• _Stated problem_
Return every item below line for line, leaving out the pictures.

• _Extracted data_
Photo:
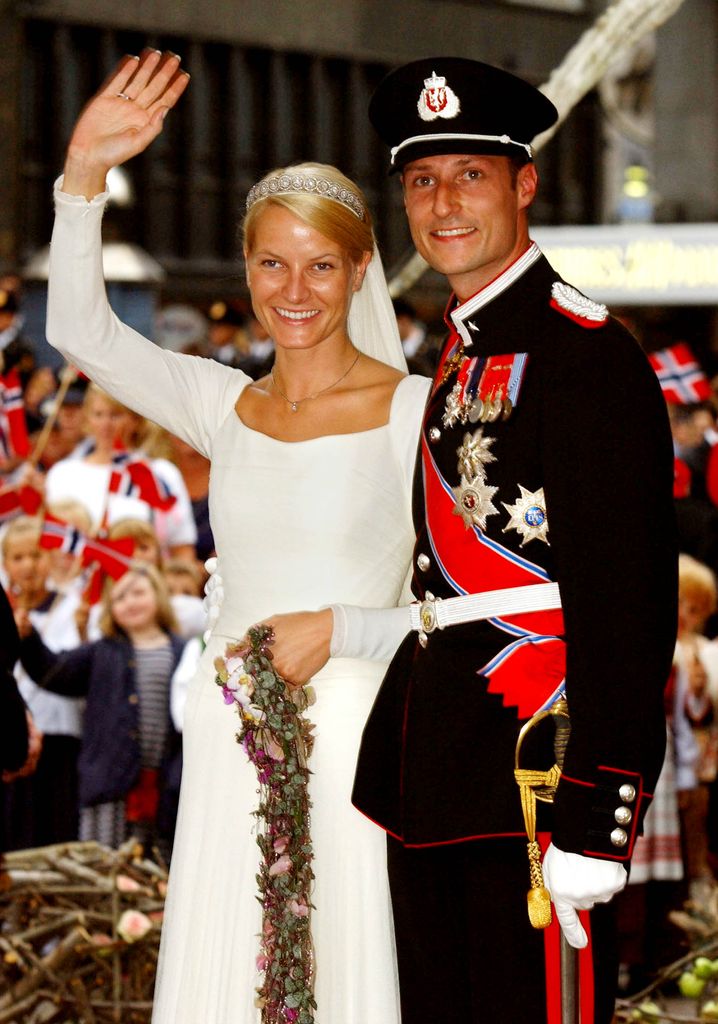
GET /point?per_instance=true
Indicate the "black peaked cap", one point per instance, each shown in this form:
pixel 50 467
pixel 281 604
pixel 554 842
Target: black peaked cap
pixel 445 104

• _Completed task_
Photo:
GET /point?per_instance=true
Indicate the "black peaked cap", one point per instance, each shown in this form:
pixel 50 467
pixel 281 604
pixel 554 842
Target: black peaked cap
pixel 445 104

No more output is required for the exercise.